All’origine di tale leggenda, in realtà, c’era uno scherzo dei programmatori: al termine dello sviluppo uno di questi inserì, nel pochissimo spazio rimasto libero, un mostro aggiuntivo pensato come inside joke per gli addetti ai lavori. L’aggiunta rimase però nei titoli definitivi, e il presidente dell’azienda la sfruttò per fini promozionali: si decise di aggiungere ufficialmente ai 150 programmati anche il nuovo Pokémon misterioso, e di renderne esclusivo il suo ottenimento tramite eventi ufficiali Nintendo. In questo modo uno scherzo, emerso nella community videoludica come leggenda metropolitana, è stato “ufficializzato” contribuendo all’enorme successo del franchise.

Altri esempi potrebbero includere la presenza di Luigi in Super Mario 64, che si scoprì essere effettivamente stata in programma, o su Sheng Long, personaggio segreto di Street Fighter che in realtà era una semplice traduzione sbagliata di una mossa. Rimane il fatto che, anche nel videogioco, le leggende metropolitane trovano terreno fertile: la modernità del mezzo, e la sua misteriosità soprattutto prima della massiccia esplosione di Internet, hanno creato numerosi miti intorno al videogaming.

* COMPITI ED ESERCIZI *
1. Riformuli in forma di elenco il paragrafo del testo di riferimento che inizia con «All’origine di tale leggenda», conservandone i fatti principali.
2. Conti le righe dei record riportati sotto che contengono la stringa «white» e indichi soltanto il numero.

* RECORD FORNITI *
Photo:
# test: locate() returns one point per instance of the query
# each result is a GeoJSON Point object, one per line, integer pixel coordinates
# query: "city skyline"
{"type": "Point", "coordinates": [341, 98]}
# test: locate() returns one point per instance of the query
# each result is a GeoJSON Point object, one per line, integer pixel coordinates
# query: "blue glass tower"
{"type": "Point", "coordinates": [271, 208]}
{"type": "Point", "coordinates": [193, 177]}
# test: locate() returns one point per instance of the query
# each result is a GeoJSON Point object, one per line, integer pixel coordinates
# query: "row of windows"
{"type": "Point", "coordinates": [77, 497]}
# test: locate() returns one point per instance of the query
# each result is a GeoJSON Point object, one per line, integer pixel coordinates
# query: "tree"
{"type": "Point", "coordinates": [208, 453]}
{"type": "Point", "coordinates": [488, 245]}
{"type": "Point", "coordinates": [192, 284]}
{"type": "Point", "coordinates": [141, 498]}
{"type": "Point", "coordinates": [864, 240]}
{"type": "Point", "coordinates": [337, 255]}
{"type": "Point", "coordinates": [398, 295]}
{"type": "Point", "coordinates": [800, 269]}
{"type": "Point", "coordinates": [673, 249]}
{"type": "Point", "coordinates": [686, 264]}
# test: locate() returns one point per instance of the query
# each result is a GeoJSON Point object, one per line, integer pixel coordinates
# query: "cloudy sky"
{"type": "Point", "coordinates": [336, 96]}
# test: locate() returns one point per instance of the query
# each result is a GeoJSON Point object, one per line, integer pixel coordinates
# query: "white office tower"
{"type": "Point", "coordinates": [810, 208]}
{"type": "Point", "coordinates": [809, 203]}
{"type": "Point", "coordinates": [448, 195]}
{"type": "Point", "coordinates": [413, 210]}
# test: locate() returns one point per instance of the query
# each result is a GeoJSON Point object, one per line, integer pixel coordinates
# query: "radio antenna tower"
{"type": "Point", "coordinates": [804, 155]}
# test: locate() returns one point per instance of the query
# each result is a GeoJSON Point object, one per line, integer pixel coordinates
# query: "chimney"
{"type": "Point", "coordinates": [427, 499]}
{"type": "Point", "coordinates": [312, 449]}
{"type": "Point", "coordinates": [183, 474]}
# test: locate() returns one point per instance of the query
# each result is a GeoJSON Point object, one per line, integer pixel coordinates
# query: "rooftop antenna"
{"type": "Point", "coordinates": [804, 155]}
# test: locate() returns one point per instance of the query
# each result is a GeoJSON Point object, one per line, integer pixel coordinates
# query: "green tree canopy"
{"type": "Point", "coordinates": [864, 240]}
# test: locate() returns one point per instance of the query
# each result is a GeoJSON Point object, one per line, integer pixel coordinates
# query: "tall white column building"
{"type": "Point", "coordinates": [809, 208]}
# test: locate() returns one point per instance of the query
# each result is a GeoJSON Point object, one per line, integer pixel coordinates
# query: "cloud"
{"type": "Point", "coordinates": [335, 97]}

* SOLUZIONI *
1.
- La leggenda nacque da uno scherzo dei programmatori. Al termine dello sviluppo, uno di loro inserì nel poco spazio rimasto libero un mostro aggiuntivo, pensato come inside joke per gli addetti ai lavori.
- L’aggiunta rimase nei titoli definitivi, e il presidente dell’azienda la sfruttò a fini promozionali.
- Il nuovo Pokémon misterioso fu aggiunto ufficialmente ai 150 programmati. Si poteva ottenere soltanto tramite eventi ufficiali Nintendo.
- Lo scherzo, emerso nella community videoludica come leggenda metropolitana, fu così «ufficializzato» e contribuì all’enorme successo del franchise.

2. 2